» **Ihre Aufgaben**:
1. Beantworten Sie die folgenden Fragen zum Interviewauszug über das Verhältnis der Deutschen zu Lebensmitteln.
(a) Als Erfinder wovon wird Deutschland bezeichnet?
(b) Aus welchem Grund gehen Familien mit Landbetrieben dem Auszug zufolge Pleite?
(c) Wer zahlt laut dem Auszug den Preis, der an der Kasse nicht bezahlt wird?
2. Schreiben Sie aus dem Interviewauszug über das Verhältnis der Deutschen zu Lebensmitteln den Abschnitt ab, der bei „Welches Verhältnis haben“ beginnt und bei „wir nicht einverstanden.“ endet.
3. Setzen Sie den Interviewauszug über das Verhältnis der Deutschen zu Lebensmitteln fort, und zwar im Anschluss an seinen letzten Satz.

#### Textauszug

Welches Verhältnis haben die Deutschen zu Lebensmitteln Deiner Meinung nach?
Deutschland ist Erfinder des Discounts. Die Deutschen sind an niedrige Lebensmittelpreise gewöhnt und auch so erzogen worden, zum Beispiel durch die Preisangebote auf den wöchentlichen Handzetteln. Der Handel ist mit diesem System meiner Beobachtung nach nicht mehr so glücklich, aber die kommen aus der Nummer nicht mehr raus. Der Wettbewerbskampf ist in Deutschland extrem. Das führt dazu, dass Familien mit Landbetrieben Pleite gehen, weil die Preise unter den Produktionskosten liegen. Andererseits wünschen sich die Verbraucher gute Produkte aus der Region. Die Zeit ist also reif für etwas mehr Reflektion und eine Veränderung. Den Preis den wir an der Kasse nicht bezahlen, den zahlen die Tiere und die Natur. Damit sind wir nicht einverstanden.
Diese Transformation ist eine große Herausforderung. Wo siehst Du derzeit eure größte Hürde?

########
#### Datenblock

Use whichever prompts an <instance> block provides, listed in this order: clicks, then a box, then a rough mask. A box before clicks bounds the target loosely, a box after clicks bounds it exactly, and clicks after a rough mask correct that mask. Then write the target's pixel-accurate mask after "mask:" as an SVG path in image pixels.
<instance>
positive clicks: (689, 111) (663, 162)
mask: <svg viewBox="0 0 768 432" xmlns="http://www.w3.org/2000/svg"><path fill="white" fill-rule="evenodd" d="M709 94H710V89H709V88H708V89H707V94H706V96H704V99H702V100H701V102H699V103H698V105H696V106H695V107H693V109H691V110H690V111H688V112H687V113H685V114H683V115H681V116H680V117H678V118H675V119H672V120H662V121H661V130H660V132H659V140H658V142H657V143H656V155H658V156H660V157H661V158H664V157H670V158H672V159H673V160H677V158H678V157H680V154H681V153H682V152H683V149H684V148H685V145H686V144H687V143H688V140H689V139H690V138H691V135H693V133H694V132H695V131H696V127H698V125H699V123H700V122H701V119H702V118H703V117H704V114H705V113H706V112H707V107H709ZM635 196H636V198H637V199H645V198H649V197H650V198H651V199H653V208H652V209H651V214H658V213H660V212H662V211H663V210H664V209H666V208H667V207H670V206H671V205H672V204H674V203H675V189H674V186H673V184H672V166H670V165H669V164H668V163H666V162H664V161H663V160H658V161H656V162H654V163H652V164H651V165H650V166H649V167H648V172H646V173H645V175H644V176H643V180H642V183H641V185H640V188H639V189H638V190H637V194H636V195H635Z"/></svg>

########

» **Antworten nacheinander**:
1.
(a) Deutschland wird als Erfinder des Discounts bezeichnet.
(b) Sie gehen Pleite, weil die Preise unter den Produktionskosten liegen.
(c) Diesen Preis zahlen die Tiere und die Natur.

2.
Welches Verhältnis haben die Deutschen zu Lebensmitteln Deiner Meinung nach?
Deutschland ist Erfinder des Discounts. Die Deutschen sind an niedrige Lebensmittelpreise gewöhnt und auch so erzogen worden, zum Beispiel durch die Preisangebote auf den wöchentlichen Handzetteln. Der Handel ist mit diesem System meiner Beobachtung nach nicht mehr so glücklich, aber die kommen aus der Nummer nicht mehr raus. Der Wettbewerbskampf ist in Deutschland extrem. Das führt dazu, dass Familien mit Landbetrieben Pleite gehen, weil die Preise unter den Produktionskosten liegen. Andererseits wünschen sich die Verbraucher gute Produkte aus der Region. Die Zeit ist also reif für etwas mehr Reflektion und eine Veränderung. Den Preis den wir an der Kasse nicht bezahlen, den zahlen die Tiere und die Natur. Damit sind wir nicht einverstanden.

3.
Für dieses Jahr haben wir zwei Herausforderungen. Die eine ist Reichweite zu schaffen. Wir arbeiten ohne bezahlte Werbung und gehen über Social Media. Auf Mundpropaganda sind wir angewiesen. Zum zweiten stellt die Zusammenarbeit mit dem Handel eine Herausforderung dar, weil wir auch darauf angewiesen sind, dass die Händler unser Vorhaben mitaufbauen und darüber informieren. Eigentlich dürfen wir nicht wie jeder andere Lieferant behandelt werden, mit dem man eine reine Geschäftsbeziehung hat.
Fernab von Eurer großen Vision: Wo wollt ihr am Ende des Jahres 2021 stehen?
Wir arbeiten an der Verfügbarkeit der Milch und möchten in neue Regionen vorstoßen. Außerdem möchten wir das zweite Produkte, die Eier, auf den Markt bringen. Damit würde wieder mehr Tierwohl geschaffen werden. Auch der nächste Fragebogen zu Kartoffeln ist in Arbeit.
Wie lief das Krisenjahr 2020 für Euch?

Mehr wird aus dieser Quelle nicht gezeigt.